**Selected text**.
########
Review by Graham Johnstone
Boulevard of Broken Dreams is a fictionalised glimpse behind the scenes of animation in the USA – from its beginnings to the boom years, and beyond. It’s a compelling story of troubled lives, overlapping love triangles, tragedy, and, yes, broken dreams.
The title chapter was first published in Raw, and Kim Deitch is arguably the precursor of the younger Americans who appeared there. He’s born from American popular culture, yet has an ironic, analytical take on it. With his precise compositions, stylishly simplified figures, and razor-sharp brush lines, he pre-empted both the content and style of Charles Burns.
It begins with a hand lettered and illustrated introduction, explaining how the author was brought by his father to the animation studio he ran. Deitch is indeed the son of an animator – the lauded Gene Deitch – but fact and fiction, reality and delusion are already starting to merge.
########
**What the exercise asks**. Please reproduce the review word for word, beginning at "Review by Graham" and stopping after "yes, broken dreams.".

**Material provided**.
########
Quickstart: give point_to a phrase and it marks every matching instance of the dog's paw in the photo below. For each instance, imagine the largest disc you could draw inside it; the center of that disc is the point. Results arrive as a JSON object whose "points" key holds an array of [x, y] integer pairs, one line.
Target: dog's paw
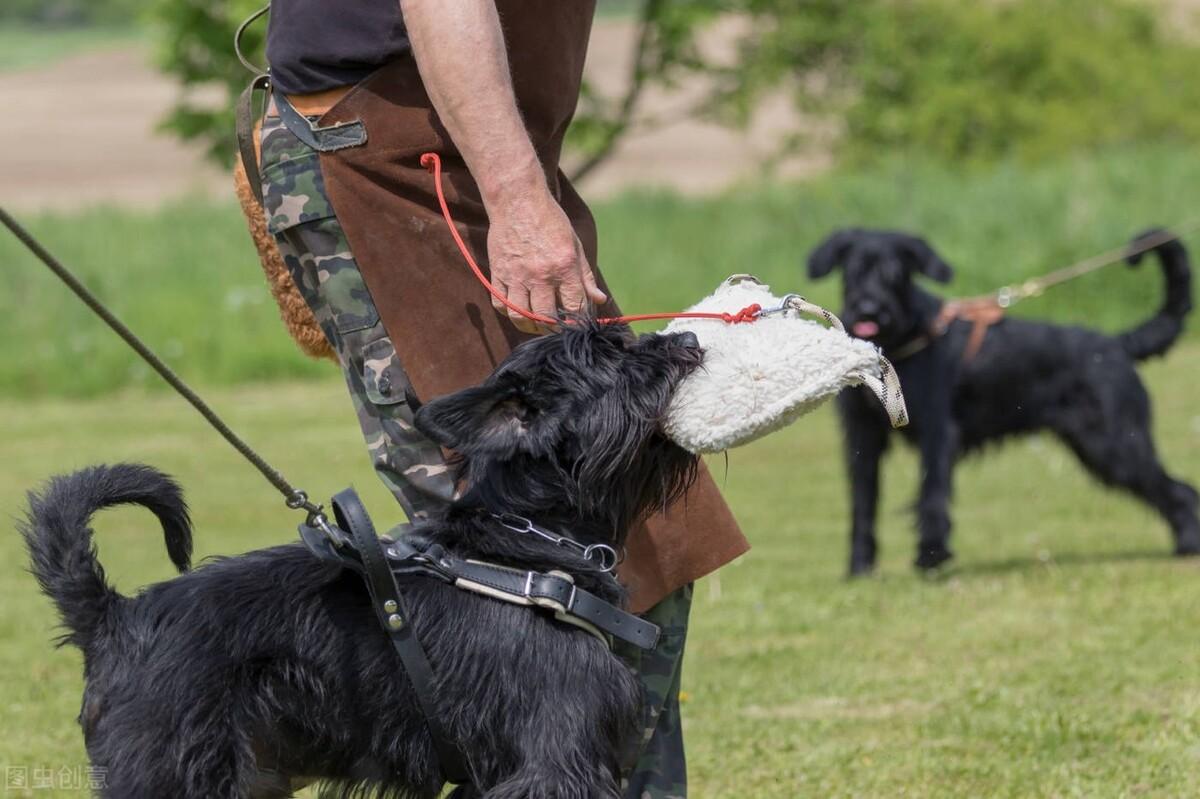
{"points": [[931, 557]]}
########
**Result for this task**.
Review by Graham Johnstone
Boulevard of Broken Dreams is a fictionalised glimpse behind the scenes of animation in the USA – from its beginnings to the boom years, and beyond. It’s a compelling story of troubled lives, overlapping love triangles, tragedy, and, yes, broken dreams.